(Document section):
══════════

# 2 updated pics of my 500 gal



## AKSkirmish (Jun 24, 2005)

Shots taken with point and shoot-So forgive the quality guys-


----------



## Tensa (Jul 28, 2008)




----------



## wpviper (Jun 25, 2007)

thanks for taking the full tank shots and as allways


----------



## NeXuS (Aug 16, 2006)

the pacu makes it look like its alot smaller than a 500 gal lol must be because he is so huge.


----------



## Sheppard (Jul 8, 2004)

That pacu makes the tank look small! lol
great pics.


----------



## AKSkirmish (Jun 24, 2005)

Thanks guys-Yeah it's the Pacu that makes the tank look a bit small----I'll have to take a pic one day with my Daughter standing in front of him.....


----------



## wpviper (Jun 25, 2007)

it is also a vary deep with tank i love that one day i will have an almost sqaure tank like that


----------



## AKSkirmish (Jun 24, 2005)

wpviper said:


> it is also a vary deep with tank i love that one day i will have an almost sqaure tank like that


Thanks-That extra width comes in handy------But I need to restock that tank-It's quite bare at the moment...


----------



## Dawgz (Aug 18, 2005)

U should throw in a Red Hi fin wolf in there, he'd love it in there!

nice tank man!


----------



## AKSkirmish (Jun 24, 2005)

Dawgz said:


> U should throw in a Red Hi fin wolf in there, he'd love it in there!
> 
> nice tank man!


I have thought about a wolf in their.....But fear one wouldn't do good with my 2 syndo's and pleco's....Both are impressive specimens as they are right now-Would hate to risk them...

I also have to beef up filtration pretty soon on this tank-That pacu puts a hell of a bioload on that tank.....


----------



## Dawgz (Aug 18, 2005)

AKSkirmish said:


> U should throw in a Red Hi fin wolf in there, he'd love it in there!
> 
> nice tank man!


I have thought about a wolf in their.....But fear one wouldn't do good with my 2 syndo's and pleco's....Both are impressive specimens as they are right now-Would hate to risk them...

I also have to beef up filtration pretty soon on this tank-That pacu puts a hell of a bioload on that tank.....

══════════

(Supplied information):
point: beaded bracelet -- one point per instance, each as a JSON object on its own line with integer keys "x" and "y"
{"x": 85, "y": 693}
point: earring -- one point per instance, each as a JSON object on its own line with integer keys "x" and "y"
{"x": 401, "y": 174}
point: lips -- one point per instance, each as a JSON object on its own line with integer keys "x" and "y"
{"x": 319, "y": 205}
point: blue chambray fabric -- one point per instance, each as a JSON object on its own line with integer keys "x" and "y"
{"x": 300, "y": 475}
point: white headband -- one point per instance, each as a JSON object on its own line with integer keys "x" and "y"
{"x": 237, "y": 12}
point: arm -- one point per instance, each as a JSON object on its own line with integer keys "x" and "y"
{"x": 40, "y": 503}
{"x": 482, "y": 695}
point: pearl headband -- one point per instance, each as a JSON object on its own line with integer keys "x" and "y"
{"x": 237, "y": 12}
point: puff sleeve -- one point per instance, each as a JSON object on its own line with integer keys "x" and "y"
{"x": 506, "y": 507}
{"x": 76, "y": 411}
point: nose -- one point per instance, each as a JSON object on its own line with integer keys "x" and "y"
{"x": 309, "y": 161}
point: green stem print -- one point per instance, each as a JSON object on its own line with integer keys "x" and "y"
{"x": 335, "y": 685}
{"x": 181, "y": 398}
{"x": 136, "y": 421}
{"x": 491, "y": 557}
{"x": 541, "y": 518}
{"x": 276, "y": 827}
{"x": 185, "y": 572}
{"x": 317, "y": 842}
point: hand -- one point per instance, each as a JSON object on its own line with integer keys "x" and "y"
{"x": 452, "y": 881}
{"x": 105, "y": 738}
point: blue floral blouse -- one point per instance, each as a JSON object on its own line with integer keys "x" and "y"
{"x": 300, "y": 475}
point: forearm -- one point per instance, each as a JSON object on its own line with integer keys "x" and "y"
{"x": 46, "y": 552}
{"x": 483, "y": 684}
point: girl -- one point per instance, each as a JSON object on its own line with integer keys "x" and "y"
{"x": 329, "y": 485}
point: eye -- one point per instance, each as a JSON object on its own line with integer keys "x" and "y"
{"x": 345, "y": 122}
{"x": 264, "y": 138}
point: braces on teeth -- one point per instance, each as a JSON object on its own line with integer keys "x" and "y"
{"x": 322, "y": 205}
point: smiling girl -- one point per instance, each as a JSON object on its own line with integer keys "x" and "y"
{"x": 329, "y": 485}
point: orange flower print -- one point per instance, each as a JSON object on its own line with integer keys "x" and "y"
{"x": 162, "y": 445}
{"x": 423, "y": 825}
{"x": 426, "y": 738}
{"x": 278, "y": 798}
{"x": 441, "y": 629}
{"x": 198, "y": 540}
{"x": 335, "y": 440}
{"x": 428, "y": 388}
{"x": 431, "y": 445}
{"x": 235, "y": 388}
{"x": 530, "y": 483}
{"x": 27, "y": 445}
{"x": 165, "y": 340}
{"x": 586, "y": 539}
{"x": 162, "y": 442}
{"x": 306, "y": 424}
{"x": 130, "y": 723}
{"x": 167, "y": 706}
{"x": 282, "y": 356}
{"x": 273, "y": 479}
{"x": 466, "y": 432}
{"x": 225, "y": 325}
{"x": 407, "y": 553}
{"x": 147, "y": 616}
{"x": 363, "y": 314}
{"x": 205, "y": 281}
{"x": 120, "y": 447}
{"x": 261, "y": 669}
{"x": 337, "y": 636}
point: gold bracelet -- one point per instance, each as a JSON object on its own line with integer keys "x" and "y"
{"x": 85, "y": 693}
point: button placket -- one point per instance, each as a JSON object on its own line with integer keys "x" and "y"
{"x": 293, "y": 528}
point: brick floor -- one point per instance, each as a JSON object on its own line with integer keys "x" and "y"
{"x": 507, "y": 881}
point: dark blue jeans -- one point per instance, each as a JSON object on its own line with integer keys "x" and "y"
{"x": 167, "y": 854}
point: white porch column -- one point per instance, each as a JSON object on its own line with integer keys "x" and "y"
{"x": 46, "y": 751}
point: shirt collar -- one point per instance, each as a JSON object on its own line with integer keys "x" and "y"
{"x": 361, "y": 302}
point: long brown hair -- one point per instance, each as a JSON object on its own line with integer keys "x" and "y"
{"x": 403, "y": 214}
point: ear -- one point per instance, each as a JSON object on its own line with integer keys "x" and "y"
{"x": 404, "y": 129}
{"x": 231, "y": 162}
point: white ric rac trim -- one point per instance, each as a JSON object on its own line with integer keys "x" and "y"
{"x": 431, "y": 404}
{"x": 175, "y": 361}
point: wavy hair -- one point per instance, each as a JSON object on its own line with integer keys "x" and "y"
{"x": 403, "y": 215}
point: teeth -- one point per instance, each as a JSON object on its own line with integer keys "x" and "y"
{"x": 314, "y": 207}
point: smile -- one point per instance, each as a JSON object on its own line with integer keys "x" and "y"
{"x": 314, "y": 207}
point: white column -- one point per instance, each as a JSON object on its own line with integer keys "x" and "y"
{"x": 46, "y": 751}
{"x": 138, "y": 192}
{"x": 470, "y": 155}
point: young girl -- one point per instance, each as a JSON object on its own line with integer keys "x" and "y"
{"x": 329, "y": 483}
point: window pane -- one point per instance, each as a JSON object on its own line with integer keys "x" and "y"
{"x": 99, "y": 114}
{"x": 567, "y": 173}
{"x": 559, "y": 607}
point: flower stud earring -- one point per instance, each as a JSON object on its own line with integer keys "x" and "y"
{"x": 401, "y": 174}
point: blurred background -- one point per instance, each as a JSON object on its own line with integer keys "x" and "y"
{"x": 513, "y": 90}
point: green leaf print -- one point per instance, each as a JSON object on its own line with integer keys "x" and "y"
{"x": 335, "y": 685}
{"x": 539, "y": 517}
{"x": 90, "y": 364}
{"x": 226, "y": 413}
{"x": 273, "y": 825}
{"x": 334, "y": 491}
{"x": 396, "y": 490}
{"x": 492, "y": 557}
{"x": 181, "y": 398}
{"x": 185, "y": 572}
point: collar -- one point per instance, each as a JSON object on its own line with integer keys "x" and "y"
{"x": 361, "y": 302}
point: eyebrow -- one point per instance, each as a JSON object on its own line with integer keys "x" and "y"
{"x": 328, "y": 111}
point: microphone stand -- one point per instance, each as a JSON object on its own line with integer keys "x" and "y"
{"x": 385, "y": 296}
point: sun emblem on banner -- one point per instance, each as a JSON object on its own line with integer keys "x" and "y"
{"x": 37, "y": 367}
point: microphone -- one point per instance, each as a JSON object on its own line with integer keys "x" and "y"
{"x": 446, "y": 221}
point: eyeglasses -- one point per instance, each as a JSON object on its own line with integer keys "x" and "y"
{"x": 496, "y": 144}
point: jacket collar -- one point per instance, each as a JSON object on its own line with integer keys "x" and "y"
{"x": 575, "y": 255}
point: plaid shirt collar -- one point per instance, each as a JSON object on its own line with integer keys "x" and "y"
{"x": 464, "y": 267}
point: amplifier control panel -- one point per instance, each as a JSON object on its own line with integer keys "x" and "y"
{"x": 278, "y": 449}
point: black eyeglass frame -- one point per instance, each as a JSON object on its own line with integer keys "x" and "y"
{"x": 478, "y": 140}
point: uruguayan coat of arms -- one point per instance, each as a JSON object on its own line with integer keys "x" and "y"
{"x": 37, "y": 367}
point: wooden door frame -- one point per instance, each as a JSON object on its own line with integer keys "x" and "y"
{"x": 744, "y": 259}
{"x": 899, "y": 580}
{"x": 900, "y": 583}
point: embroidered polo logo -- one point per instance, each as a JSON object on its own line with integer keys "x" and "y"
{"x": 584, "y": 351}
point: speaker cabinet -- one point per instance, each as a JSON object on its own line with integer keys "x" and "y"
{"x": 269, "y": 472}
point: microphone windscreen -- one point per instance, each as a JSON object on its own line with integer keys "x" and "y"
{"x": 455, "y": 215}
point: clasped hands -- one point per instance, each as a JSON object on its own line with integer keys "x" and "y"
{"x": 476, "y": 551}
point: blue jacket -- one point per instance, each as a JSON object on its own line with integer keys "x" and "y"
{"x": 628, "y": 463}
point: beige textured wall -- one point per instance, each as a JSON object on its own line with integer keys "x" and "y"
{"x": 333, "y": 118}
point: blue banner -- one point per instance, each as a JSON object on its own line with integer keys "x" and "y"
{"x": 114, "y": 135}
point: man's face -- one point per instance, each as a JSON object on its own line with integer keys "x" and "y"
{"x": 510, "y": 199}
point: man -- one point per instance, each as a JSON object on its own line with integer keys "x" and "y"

══════════

(Tasks to perform):
1) List every distinct username that appears as a post author in the 500-gallon tank thread.
2) Answer these questions about the 500-gallon tank thread, one per line:
(a) What kind of camera does AKSkirmish say took the shots?
(b) What fish does Dawgz suggest adding to the tank?
(c) Which fish does AKSkirmish say puts a heavy bioload on the tank?
3) Reproduce the passage of the 500-gallon tank thread from "thanks for taking" up to and including "is so huge.".
The records are separate material, unrelated to the thread about the 500-gallon tank.

(Solutions to each task):
1)
AKSkirmish
Tensa
wpviper
NeXuS
Sheppard
Dawgz

2)
(a) A point and shoot.
(b) A Red Hi fin wolf.
(c) The pacu.

3)
thanks for taking the full tank shots and as allways


----------



## NeXuS (Aug 16, 2006)

the pacu makes it look like its alot smaller than a 500 gal lol must be because he is so huge.